# STATED EXERCISE
Please render the rows below as a numbered list, leaving out any blank lines.

##### RECORDS PROVIDED

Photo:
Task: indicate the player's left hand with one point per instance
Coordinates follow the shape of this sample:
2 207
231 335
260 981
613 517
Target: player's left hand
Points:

##########

# WRITTEN RESPONSE
1. Photo:
2. Task: indicate the player's left hand with one point per instance
3. Coordinates follow the shape of this sample:
4. 2 207
5. 231 335
6. 260 981
7. 613 517
8. Target: player's left hand
9. Points:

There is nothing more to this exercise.